───── GIVEN RECORDS

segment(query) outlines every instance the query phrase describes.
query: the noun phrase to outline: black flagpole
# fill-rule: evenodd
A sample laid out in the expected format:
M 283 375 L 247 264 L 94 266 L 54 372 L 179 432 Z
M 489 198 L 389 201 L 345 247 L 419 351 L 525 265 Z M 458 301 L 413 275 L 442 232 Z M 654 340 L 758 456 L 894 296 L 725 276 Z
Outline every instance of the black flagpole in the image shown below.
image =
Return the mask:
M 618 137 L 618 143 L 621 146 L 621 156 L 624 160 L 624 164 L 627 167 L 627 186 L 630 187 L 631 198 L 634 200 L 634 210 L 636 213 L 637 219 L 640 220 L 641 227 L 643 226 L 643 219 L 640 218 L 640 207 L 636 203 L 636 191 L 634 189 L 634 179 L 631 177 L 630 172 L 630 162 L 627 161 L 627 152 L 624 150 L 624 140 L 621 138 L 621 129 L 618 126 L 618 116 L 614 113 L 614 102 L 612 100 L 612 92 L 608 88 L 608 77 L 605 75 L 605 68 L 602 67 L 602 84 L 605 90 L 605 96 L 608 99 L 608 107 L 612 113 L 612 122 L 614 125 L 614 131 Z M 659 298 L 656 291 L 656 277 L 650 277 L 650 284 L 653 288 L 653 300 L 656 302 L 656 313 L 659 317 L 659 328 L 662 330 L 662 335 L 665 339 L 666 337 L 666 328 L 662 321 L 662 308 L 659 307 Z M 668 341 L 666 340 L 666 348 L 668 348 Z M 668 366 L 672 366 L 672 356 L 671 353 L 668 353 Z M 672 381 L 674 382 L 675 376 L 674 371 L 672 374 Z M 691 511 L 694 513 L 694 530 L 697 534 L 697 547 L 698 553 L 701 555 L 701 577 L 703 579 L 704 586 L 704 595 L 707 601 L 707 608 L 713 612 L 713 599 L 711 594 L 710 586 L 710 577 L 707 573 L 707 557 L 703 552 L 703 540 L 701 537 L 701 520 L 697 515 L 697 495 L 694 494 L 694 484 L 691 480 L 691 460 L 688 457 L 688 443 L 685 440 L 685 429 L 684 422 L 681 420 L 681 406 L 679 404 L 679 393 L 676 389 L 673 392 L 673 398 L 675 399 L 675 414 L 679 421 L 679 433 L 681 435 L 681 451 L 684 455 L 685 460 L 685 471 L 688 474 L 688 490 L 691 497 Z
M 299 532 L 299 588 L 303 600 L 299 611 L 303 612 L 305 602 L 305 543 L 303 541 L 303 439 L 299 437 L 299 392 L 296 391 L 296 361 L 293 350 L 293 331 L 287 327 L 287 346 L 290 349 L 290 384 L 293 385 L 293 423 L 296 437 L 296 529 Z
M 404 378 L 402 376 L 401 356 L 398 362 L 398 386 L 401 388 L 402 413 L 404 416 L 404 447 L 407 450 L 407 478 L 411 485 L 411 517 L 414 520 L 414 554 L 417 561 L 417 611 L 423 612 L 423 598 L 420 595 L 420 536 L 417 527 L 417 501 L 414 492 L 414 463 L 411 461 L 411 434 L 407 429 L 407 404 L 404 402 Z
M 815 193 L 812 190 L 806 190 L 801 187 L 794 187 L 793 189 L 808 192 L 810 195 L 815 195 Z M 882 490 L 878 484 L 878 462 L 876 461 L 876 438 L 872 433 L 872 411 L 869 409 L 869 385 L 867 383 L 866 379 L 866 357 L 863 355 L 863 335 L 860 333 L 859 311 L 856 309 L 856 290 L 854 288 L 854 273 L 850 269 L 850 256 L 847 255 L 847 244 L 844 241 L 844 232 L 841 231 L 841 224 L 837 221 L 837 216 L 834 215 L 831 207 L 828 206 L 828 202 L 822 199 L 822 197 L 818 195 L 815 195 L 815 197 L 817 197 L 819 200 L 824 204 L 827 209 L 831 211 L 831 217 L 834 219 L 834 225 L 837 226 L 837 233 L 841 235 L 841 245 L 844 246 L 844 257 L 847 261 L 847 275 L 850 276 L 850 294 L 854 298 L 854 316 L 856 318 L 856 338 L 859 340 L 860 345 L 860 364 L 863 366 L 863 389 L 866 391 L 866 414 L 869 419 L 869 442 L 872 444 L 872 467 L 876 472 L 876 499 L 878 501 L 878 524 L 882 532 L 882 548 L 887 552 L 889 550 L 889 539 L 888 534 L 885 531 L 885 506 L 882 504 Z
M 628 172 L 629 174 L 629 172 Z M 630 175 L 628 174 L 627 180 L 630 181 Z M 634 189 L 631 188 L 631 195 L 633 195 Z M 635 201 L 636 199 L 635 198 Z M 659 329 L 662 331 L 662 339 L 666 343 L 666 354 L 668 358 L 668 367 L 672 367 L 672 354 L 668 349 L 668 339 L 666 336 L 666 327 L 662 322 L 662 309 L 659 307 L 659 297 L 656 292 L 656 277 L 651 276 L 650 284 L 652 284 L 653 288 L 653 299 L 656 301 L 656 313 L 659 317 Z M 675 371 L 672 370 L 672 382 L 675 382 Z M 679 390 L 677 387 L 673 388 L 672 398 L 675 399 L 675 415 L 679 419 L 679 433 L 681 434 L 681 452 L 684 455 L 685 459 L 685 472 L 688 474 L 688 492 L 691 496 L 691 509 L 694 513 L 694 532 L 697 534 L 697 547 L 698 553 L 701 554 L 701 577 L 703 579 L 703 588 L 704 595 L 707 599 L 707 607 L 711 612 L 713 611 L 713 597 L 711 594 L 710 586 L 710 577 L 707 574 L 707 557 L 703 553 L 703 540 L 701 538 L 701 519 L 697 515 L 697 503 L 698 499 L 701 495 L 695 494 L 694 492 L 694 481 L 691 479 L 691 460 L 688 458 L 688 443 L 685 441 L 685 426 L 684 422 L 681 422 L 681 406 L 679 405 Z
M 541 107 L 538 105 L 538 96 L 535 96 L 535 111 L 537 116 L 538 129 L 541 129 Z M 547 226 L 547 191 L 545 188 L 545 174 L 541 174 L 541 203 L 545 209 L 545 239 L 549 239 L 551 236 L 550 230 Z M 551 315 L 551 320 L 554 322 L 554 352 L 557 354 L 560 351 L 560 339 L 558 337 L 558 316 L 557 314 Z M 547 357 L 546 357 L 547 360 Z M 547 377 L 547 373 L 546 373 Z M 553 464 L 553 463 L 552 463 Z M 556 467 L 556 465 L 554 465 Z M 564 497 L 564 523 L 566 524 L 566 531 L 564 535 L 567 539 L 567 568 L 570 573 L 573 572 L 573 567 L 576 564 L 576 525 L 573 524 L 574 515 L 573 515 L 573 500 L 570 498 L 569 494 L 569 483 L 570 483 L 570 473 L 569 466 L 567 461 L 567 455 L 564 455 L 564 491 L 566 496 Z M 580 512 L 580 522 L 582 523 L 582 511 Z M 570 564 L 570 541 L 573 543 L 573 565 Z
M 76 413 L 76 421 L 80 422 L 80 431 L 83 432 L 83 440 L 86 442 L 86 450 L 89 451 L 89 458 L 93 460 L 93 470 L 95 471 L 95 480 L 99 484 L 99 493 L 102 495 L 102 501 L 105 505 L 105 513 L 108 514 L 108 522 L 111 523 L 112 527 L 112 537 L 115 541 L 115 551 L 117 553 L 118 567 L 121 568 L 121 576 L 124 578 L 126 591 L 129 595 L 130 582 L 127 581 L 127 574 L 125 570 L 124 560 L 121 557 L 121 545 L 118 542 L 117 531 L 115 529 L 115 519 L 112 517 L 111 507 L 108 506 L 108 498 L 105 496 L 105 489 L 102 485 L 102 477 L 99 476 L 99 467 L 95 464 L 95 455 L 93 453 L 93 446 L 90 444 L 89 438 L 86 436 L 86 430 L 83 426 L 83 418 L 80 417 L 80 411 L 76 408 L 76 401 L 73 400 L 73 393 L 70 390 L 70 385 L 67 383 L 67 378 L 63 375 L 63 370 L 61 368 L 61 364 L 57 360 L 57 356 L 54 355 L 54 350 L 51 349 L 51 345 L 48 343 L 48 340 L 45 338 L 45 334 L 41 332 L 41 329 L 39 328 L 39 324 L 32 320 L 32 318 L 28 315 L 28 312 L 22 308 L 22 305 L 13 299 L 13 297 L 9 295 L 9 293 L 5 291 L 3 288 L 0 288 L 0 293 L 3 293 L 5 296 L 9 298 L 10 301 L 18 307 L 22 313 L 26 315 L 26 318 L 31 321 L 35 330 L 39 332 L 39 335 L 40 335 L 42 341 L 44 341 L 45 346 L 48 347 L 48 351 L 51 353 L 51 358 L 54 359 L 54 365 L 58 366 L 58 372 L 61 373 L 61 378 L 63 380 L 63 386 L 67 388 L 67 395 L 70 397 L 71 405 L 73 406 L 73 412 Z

──────────

EXERCISE OBJECTIVE: Reproduce verbatim every line from the start of the items down to the line containing "M 283 375 L", both ends included. Output only those lines.

COMPLETE RESPONSE:
segment(query) outlines every instance the query phrase describes.
query: the noun phrase to outline: black flagpole
# fill-rule: evenodd
A sample laid out in the expected format:
M 283 375 L 247 264 L 94 266 L 54 372 L 179 432 Z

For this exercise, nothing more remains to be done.